● WHAT YOU WILL DO
Filter the entries for the word "accurate". Copy each line that has it.

● EXERCISE DATA
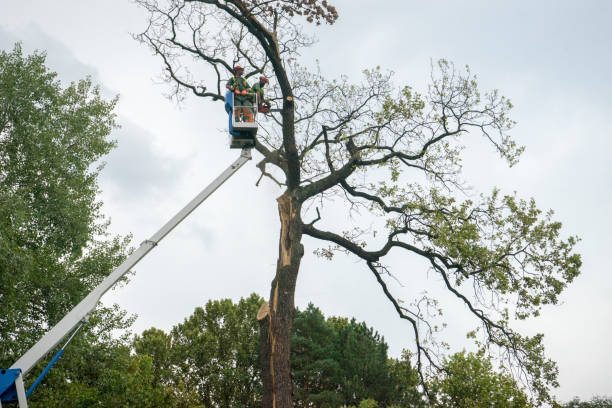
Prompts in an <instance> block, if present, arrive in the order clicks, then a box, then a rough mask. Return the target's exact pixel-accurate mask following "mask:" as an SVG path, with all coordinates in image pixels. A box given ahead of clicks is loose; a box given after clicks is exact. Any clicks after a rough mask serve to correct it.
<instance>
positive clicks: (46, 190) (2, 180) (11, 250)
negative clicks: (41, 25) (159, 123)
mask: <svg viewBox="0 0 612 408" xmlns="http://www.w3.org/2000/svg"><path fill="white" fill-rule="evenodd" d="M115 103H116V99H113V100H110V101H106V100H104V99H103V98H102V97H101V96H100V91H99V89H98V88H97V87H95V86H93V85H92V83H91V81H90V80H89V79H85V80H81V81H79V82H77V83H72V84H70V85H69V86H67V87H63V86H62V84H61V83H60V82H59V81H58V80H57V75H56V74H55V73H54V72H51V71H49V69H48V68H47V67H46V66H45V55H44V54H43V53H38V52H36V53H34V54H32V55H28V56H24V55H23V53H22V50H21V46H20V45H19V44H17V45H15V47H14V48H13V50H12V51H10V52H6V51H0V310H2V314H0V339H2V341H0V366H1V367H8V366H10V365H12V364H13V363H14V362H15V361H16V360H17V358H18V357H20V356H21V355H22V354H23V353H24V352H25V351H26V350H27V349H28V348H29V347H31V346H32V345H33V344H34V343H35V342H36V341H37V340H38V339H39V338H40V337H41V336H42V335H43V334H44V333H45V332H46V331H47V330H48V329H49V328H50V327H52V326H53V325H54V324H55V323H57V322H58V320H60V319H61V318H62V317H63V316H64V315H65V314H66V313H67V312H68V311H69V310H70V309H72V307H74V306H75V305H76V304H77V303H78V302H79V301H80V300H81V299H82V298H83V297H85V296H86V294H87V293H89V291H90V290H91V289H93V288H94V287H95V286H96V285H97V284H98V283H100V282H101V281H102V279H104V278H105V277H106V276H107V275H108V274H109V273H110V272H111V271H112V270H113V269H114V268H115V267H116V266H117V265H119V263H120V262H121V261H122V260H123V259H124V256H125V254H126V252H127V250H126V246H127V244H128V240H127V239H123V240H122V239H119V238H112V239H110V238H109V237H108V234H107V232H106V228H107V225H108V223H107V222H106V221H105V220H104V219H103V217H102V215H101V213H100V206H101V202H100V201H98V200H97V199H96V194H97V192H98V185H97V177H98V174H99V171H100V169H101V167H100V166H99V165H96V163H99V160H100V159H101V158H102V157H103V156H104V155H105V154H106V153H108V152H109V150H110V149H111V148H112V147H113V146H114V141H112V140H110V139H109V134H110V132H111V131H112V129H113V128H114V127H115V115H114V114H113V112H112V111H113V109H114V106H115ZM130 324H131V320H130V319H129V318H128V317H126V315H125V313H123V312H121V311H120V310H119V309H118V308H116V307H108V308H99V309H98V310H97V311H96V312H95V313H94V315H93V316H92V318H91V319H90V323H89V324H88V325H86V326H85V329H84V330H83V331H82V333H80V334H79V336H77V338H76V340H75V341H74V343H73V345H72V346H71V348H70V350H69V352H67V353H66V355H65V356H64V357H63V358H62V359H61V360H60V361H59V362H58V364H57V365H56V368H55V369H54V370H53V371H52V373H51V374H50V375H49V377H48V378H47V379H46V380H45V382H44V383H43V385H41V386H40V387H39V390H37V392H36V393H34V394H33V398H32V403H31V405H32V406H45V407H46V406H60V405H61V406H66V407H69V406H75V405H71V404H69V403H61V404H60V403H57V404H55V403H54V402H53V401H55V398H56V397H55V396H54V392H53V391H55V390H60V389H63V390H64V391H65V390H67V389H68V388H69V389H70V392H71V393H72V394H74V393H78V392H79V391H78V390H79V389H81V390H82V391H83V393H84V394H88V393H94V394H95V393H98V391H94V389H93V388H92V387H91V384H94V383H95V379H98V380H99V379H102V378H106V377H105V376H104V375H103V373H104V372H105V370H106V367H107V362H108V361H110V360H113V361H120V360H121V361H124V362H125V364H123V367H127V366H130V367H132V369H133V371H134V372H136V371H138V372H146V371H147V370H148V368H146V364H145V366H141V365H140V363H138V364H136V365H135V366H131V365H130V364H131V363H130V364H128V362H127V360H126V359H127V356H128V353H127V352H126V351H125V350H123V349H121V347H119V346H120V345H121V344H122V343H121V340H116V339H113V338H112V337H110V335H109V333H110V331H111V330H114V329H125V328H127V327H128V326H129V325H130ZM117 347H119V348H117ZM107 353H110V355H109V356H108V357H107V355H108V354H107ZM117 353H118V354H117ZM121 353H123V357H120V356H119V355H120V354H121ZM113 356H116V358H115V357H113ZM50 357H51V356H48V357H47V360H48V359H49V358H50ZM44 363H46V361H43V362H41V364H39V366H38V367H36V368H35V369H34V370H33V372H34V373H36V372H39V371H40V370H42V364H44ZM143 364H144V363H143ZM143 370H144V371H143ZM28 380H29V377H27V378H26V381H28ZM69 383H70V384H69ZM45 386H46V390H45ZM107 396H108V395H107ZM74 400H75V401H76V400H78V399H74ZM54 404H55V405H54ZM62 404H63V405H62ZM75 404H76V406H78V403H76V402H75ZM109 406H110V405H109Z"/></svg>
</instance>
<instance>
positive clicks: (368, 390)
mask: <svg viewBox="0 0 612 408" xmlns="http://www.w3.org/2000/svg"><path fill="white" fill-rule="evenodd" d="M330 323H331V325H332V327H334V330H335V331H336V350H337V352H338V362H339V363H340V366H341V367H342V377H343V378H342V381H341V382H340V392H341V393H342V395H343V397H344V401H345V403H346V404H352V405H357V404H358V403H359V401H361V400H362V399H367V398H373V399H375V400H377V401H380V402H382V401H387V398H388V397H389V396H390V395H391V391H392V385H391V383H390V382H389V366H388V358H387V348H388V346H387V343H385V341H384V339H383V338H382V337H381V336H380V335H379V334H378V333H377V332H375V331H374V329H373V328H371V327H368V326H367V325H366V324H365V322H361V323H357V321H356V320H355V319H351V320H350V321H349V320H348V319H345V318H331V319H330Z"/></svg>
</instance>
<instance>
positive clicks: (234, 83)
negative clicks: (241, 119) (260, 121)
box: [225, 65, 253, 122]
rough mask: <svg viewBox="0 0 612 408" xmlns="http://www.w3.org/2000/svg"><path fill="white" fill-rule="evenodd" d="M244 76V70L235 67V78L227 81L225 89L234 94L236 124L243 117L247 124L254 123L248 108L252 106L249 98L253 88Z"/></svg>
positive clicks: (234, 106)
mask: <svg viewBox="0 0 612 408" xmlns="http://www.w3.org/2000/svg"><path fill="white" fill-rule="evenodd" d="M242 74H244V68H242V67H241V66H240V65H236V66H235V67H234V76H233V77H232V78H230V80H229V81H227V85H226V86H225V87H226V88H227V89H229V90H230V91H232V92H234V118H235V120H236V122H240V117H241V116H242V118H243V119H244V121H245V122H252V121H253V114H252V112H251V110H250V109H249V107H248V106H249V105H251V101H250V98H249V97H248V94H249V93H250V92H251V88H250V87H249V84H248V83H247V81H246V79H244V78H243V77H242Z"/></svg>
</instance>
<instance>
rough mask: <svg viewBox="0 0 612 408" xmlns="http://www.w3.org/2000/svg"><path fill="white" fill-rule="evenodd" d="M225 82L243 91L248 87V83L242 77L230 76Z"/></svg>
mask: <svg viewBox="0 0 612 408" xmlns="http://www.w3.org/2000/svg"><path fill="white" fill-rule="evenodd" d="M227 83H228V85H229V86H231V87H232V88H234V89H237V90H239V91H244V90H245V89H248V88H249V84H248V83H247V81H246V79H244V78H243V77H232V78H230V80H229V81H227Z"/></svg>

--

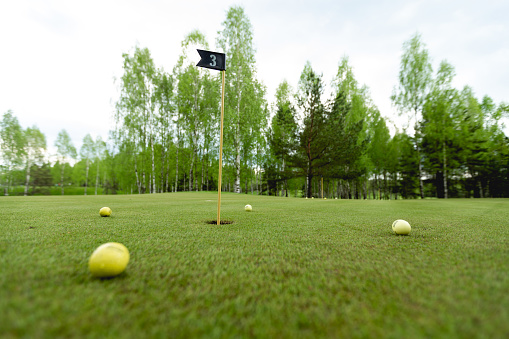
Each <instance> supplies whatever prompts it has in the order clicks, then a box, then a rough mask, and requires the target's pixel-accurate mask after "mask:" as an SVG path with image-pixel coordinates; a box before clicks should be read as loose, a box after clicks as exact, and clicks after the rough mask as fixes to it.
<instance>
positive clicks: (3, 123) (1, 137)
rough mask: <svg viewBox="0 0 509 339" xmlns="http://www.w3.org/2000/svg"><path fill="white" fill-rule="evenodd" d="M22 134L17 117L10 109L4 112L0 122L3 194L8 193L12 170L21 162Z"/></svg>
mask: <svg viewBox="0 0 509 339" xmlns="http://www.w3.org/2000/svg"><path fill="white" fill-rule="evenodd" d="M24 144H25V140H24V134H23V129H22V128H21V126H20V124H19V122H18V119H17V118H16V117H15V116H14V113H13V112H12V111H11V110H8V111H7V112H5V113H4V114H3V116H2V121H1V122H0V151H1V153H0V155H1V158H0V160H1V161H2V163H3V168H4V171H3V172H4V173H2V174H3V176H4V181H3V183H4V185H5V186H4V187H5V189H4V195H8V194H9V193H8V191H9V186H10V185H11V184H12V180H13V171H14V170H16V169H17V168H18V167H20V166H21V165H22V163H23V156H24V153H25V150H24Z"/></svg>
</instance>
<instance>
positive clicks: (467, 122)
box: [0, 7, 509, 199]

==

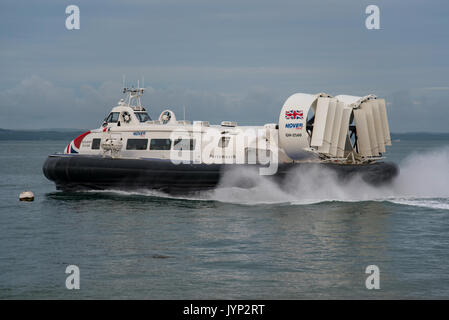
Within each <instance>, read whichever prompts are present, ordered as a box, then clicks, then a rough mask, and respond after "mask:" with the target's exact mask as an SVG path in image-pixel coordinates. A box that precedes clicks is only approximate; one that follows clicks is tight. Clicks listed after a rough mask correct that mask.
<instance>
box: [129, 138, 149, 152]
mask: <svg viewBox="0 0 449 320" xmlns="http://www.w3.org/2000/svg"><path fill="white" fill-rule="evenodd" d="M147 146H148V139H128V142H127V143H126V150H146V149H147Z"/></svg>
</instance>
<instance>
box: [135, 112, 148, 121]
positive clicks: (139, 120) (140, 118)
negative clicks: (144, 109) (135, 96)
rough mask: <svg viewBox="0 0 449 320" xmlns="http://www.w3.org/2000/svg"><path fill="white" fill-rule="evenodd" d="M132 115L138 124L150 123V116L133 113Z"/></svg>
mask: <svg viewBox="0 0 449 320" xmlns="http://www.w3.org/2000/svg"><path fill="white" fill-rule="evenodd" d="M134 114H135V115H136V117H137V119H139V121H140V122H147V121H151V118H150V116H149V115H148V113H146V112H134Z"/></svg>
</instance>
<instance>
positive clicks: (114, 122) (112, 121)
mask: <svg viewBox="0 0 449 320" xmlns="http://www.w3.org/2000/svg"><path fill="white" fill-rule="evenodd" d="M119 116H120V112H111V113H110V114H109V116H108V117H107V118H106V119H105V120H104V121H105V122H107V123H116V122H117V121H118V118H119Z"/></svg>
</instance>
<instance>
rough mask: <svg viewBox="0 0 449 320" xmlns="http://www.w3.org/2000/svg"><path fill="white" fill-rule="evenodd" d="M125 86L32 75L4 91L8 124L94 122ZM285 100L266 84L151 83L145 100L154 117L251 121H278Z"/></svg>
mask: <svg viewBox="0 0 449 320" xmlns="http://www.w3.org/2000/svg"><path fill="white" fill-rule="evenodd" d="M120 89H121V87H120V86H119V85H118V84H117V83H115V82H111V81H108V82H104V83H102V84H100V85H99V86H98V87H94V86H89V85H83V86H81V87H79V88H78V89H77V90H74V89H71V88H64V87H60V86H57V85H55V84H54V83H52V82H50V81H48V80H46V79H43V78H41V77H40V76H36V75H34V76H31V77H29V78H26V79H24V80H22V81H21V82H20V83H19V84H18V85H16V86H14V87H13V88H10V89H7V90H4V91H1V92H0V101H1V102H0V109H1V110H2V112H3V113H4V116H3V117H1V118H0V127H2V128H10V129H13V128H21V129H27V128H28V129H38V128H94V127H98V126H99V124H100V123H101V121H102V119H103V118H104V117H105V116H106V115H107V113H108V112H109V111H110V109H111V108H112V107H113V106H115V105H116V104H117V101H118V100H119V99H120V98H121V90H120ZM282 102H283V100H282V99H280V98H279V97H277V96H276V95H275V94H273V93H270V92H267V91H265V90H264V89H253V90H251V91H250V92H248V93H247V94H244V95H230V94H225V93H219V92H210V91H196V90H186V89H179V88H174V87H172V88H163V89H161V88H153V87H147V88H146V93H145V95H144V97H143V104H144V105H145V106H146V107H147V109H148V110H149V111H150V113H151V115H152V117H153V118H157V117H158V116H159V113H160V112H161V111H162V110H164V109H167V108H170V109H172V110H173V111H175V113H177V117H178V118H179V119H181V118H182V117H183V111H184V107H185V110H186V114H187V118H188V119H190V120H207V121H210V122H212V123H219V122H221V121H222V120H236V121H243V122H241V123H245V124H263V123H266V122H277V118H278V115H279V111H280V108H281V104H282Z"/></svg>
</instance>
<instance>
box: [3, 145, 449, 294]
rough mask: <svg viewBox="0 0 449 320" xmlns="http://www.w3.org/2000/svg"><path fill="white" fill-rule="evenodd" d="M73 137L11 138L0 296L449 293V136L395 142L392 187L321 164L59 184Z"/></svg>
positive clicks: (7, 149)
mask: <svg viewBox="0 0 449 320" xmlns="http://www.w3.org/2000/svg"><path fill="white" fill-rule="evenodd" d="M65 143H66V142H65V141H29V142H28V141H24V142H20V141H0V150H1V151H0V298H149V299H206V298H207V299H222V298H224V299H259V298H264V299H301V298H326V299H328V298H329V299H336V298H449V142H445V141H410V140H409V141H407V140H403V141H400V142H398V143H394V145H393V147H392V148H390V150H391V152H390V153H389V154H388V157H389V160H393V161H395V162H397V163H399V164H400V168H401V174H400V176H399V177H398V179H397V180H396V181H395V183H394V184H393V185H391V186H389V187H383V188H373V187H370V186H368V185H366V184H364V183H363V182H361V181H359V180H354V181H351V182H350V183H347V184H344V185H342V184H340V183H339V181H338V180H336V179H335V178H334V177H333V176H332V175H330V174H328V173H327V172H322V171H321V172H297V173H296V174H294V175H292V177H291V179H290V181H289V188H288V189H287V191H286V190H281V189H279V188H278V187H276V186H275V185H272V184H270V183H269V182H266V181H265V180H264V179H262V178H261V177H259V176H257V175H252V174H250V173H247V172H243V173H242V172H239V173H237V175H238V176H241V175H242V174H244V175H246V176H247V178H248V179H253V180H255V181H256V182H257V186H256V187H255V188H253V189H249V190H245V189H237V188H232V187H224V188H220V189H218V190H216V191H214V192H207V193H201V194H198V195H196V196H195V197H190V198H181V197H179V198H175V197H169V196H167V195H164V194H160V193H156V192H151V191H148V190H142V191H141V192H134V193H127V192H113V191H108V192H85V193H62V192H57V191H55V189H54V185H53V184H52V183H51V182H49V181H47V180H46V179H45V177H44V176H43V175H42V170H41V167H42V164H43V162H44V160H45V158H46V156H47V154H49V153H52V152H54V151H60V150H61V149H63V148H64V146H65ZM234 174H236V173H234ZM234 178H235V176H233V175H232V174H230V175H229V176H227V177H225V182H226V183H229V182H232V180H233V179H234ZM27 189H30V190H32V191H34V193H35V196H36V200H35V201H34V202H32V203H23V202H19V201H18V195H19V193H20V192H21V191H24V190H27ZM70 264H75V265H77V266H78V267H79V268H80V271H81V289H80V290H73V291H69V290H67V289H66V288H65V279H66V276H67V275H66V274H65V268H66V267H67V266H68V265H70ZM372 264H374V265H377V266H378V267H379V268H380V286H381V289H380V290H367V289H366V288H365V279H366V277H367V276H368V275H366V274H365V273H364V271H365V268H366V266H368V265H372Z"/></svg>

● EXPECTED OUTPUT
Prompts in an <instance> block, if present, arrive in the order clicks, then a box, then a rough mask. Return the target's exact pixel-accurate mask following "mask:" as an SVG path, with all coordinates in image pixels. A box given ahead of clicks is loose; a box given after clicks is exact. Any clicks after a rough mask serve to correct it.
Each <instance> supplies whatever prompts it has in the order clicks, then a box, then a rough mask, and requires the target's pixel-accurate mask after "mask:" as an SVG path with image-pixel coordinates; a box before clicks should be read as loose, a box after clicks as exact, and clicks after the rough mask as fixes to it.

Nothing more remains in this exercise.